- **Data in this exercise**
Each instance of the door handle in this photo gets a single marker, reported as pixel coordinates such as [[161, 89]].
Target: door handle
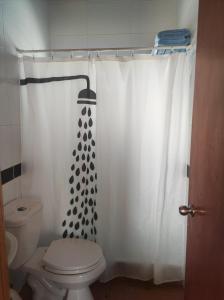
[[191, 210]]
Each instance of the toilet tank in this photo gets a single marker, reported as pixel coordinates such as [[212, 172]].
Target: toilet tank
[[23, 220]]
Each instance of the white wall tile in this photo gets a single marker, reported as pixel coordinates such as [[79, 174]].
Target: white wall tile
[[11, 190], [108, 18], [69, 41], [110, 23], [68, 18], [10, 153]]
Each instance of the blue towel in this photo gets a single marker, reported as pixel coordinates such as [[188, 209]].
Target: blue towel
[[174, 34], [177, 37]]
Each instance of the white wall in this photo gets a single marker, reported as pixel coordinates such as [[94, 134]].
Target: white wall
[[26, 23], [109, 23], [187, 14], [23, 23]]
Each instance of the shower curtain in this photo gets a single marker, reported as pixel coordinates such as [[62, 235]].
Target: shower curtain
[[139, 139]]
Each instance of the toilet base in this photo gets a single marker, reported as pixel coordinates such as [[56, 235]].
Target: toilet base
[[83, 294]]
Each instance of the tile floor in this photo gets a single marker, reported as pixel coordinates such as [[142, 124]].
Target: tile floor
[[127, 289]]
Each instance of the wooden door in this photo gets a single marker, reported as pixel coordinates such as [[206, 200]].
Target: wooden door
[[4, 283], [205, 248]]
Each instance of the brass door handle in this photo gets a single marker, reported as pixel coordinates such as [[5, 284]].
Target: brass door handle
[[191, 210]]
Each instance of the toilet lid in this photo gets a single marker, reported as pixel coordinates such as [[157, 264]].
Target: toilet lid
[[71, 255]]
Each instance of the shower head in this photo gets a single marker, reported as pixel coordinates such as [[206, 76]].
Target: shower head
[[87, 94]]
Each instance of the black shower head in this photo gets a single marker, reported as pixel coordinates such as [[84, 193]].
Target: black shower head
[[87, 94]]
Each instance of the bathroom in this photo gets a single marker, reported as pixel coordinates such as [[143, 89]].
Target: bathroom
[[97, 149]]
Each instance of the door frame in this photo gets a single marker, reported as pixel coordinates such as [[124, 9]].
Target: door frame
[[4, 280]]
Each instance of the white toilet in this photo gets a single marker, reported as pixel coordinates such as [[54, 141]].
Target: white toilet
[[65, 269]]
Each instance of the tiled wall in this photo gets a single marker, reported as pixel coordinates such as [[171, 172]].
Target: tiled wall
[[109, 23], [23, 23], [187, 14]]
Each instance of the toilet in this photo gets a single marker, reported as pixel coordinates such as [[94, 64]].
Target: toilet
[[64, 269]]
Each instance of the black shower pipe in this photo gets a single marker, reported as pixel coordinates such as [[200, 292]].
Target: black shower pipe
[[52, 79]]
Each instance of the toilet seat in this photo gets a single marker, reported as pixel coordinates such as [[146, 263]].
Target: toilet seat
[[72, 256]]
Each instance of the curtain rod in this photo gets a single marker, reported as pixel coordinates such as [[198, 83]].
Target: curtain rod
[[103, 49]]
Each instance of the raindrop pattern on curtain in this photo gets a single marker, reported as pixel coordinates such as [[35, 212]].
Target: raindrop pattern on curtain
[[81, 215]]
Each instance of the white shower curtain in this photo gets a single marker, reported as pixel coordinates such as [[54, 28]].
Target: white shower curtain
[[142, 122]]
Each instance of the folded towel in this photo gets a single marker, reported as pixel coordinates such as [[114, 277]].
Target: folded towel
[[174, 34], [172, 42], [177, 37]]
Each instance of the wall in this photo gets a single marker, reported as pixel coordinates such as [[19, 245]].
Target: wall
[[23, 24], [106, 23], [187, 15]]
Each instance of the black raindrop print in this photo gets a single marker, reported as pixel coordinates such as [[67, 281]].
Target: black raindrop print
[[95, 216], [77, 172], [65, 233], [80, 146], [78, 186], [84, 111], [77, 226], [85, 137], [89, 134], [90, 122], [81, 215], [83, 167], [71, 179], [75, 211]]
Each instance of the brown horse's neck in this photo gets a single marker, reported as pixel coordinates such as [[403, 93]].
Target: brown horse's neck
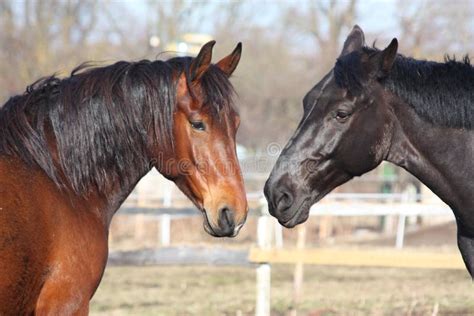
[[439, 157]]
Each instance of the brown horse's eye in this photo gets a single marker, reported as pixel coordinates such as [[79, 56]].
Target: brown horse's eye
[[198, 125], [342, 115]]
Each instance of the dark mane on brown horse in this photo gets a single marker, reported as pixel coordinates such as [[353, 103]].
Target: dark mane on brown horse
[[441, 93], [85, 119]]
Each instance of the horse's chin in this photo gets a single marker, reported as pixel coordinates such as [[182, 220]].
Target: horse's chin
[[302, 211]]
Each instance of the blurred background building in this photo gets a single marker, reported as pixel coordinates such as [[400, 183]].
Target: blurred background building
[[287, 47]]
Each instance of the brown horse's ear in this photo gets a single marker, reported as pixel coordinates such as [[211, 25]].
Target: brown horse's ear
[[383, 61], [354, 41], [230, 62], [201, 63]]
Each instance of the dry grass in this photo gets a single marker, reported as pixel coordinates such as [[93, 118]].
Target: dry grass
[[201, 290]]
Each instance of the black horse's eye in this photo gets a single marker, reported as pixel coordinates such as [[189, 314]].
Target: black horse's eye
[[198, 125], [342, 115]]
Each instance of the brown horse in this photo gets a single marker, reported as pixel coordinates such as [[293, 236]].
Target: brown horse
[[377, 105], [71, 151]]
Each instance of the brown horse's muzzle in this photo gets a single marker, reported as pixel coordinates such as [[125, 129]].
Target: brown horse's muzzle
[[225, 211]]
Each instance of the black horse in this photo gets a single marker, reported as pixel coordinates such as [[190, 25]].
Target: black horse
[[377, 105]]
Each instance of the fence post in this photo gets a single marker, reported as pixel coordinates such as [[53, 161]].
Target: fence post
[[263, 270], [165, 230], [400, 231]]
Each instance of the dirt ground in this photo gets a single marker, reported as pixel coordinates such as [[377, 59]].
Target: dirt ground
[[208, 290]]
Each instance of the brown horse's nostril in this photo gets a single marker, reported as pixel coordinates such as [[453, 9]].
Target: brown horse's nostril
[[226, 221]]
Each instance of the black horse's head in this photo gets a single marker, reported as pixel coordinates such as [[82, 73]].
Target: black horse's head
[[345, 131]]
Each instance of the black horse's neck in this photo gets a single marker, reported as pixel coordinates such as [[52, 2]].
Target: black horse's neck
[[440, 157]]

- **What is being asked**
The records above should be written out in full and unchanged, except that pictures are dropped.

- **Expected output**
Each instance of the door handle in this photo gets a single marker, reported as pixel coordinates such as [[161, 89]].
Target: door handle
[[191, 210]]
Each instance of the toilet tank in this photo gets a single marker, reported as pixel coordinates such as [[212, 172]].
Target: toilet tank
[[23, 220]]
Each instance of the white wall tile in this photo gets a single marker, reported as pixel coordinates such as [[79, 174]].
Target: white wall tile
[[11, 190], [108, 18], [69, 41], [110, 23], [68, 18], [10, 153]]
Each instance of the blue towel in this photo gets a single marker, reported as pixel coordinates such as [[188, 209]].
Target: blue towel
[[174, 34], [177, 37]]
Each instance of the white wall in this photo gets a single marker, reported as pixel coordinates such as [[94, 134]].
Target: white wall
[[26, 23], [109, 23], [187, 14], [23, 23]]
Each instance of the shower curtain in this photo gets a single marker, reported as pixel coordinates such as [[62, 235]].
Target: shower curtain
[[139, 139]]
Each instance of the toilet base in this photo gets a single marker, reported as pixel coordinates such as [[56, 235]].
Target: toilet base
[[83, 294]]
Each instance of the tile floor in this photo gets a single marker, reported as pixel coordinates such as [[142, 124]].
Target: tile floor
[[127, 289]]
Each instance of the wooden door in this photo gets a single marker, reported as pixel coordinates such as [[206, 200]].
Target: wooden door
[[4, 283], [205, 248]]
Each instance of the brass door handle in this photo gets a single marker, reported as pixel coordinates such as [[5, 284]].
Target: brass door handle
[[191, 210]]
Each instance of the toilet lid in this photo gets a single marker, reported as pixel coordinates such as [[157, 264]].
Target: toilet lid
[[71, 255]]
Each instance of the shower head in this photo gets a single marker, reported as pixel coordinates such as [[206, 76]].
Target: shower head
[[87, 94]]
Each instance of the black shower head in this photo gets a single marker, reported as pixel coordinates such as [[84, 193]].
Target: black shower head
[[87, 94]]
Each instance of the bathroom in this photo gets a single marker, reported as pixel coordinates such as [[143, 89]].
Target: bathroom
[[97, 149]]
Each instance of the door frame in this photo gets a single marker, reported as pixel coordinates such as [[124, 9]].
Target: door frame
[[4, 280]]
Each instance of the white toilet in this photo gets a single marker, reported as pixel coordinates such as [[54, 141]].
Target: white toilet
[[65, 269]]
Each instance of the tiled wall in this photo gets a single marker, reported as pixel coordinates such as [[171, 172]].
Target: tiled wall
[[109, 23], [23, 23], [187, 14]]
Each instance of the toilet in this photo gets a single marker, reported as pixel coordinates such as [[94, 64]].
Target: toilet
[[64, 269]]
Each instance of the black shower pipe in this photo gets a single marker, reported as pixel coordinates such as [[200, 292]].
Target: black shower pipe
[[52, 79]]
Each instance of the toilet seat in this photo gets a single marker, reported as pixel coordinates such as [[146, 263]].
Target: toilet seat
[[72, 256]]
Each instance of the curtain rod in this photo gets a single marker, reported as pixel coordinates such as [[198, 83]].
Target: curtain rod
[[103, 49]]
Each instance of the raindrop pattern on curtain in this photo gets a single marker, reported as pixel coordinates such as [[35, 212]].
Target: raindrop pattern on curtain
[[81, 215]]
Each instance of the white shower curtain in this photo gets a single marker, reported as pixel coordinates such as [[54, 28]].
Target: white shower curtain
[[142, 122]]
Each instance of the folded towel in this photo gets a single marker, reported as pixel coordinates such as [[114, 277]].
Target: folded towel
[[174, 34], [172, 42], [177, 37]]
Each instance of the wall in this photo gets a single marker, reported as pixel coordinates such as [[19, 245]].
Target: wall
[[23, 24], [106, 23], [187, 15]]
Each instance of the black raindrop print in this photo gets a single marker, reported as pixel coordinates such as [[67, 281]].
Target: black raindrop print
[[95, 216], [77, 172], [65, 233], [80, 146], [78, 186], [84, 111], [77, 226], [85, 137], [89, 134], [90, 122], [81, 215], [83, 167], [71, 179], [75, 211]]
Each instance of the brown horse's neck in this photo gets a single marker, reported as pixel coordinates such as [[403, 93]].
Target: brown horse's neck
[[439, 157]]
Each instance of the brown horse's eye in this photo gets a single marker, reported as pixel coordinates such as [[79, 56]].
Target: brown horse's eye
[[198, 125], [342, 115]]
Each instance of the dark mane on brown horse in this photo gets a single marker, reported as pixel coordinates such as [[353, 103]].
Target: dark mane on brown horse
[[441, 93], [85, 119]]
Each instance of the horse's chin in this photo gets a single marker, reported as pixel coordinates such as [[182, 220]].
Target: horse's chin
[[302, 211]]
Each instance of the blurred background building in this photo gets a single marker, reported as pixel coordinates such as [[400, 183]].
Target: blurred background building
[[287, 47]]
Each instance of the brown horse's ear in this photo gets a single marker, reported as pixel coordinates such as [[211, 25]].
Target: brown horse's ear
[[383, 61], [354, 41], [230, 62], [201, 63]]
Each instance of the dry grass in this photo gets a single marker, reported as pixel coordinates such as [[93, 118]].
Target: dry grass
[[201, 290]]
Each instance of the black horse's eye in this photo gets a single marker, reported as pixel coordinates such as [[189, 314]].
Target: black horse's eye
[[198, 125], [342, 115]]
Each instance of the brown horse in this photo gets a single marker, reported as pixel coordinates such as [[293, 236]].
Target: brown horse
[[377, 105], [71, 151]]
Each instance of the brown horse's muzzle in this photo gets a single marker, reported as pixel coordinates such as [[125, 129]].
Target: brown horse's muzzle
[[225, 211]]
Each instance of the black horse in this photo gets a single marker, reported as pixel coordinates such as [[190, 25]].
Target: black horse
[[377, 105]]
Each instance of the fence post in this photo gets a single marker, reported as pixel coordinates such as [[53, 161]].
Target: fence post
[[263, 270], [165, 230], [400, 231]]
Each instance of the dirt ground in this photo gets a single marker, reported as pixel coordinates such as [[377, 59]].
Target: dirt ground
[[208, 290]]
Each instance of the brown horse's nostril in this photo gets a single marker, reported as pixel coordinates such as [[453, 9]].
Target: brown horse's nostril
[[226, 221]]
Each instance of the black horse's head in this photo gets a single marker, reported as pixel coordinates such as [[82, 73]].
Target: black horse's head
[[345, 131]]
Each instance of the black horse's neck in this photo gets a single marker, reported as pixel coordinates such as [[52, 2]].
Target: black horse's neck
[[440, 157]]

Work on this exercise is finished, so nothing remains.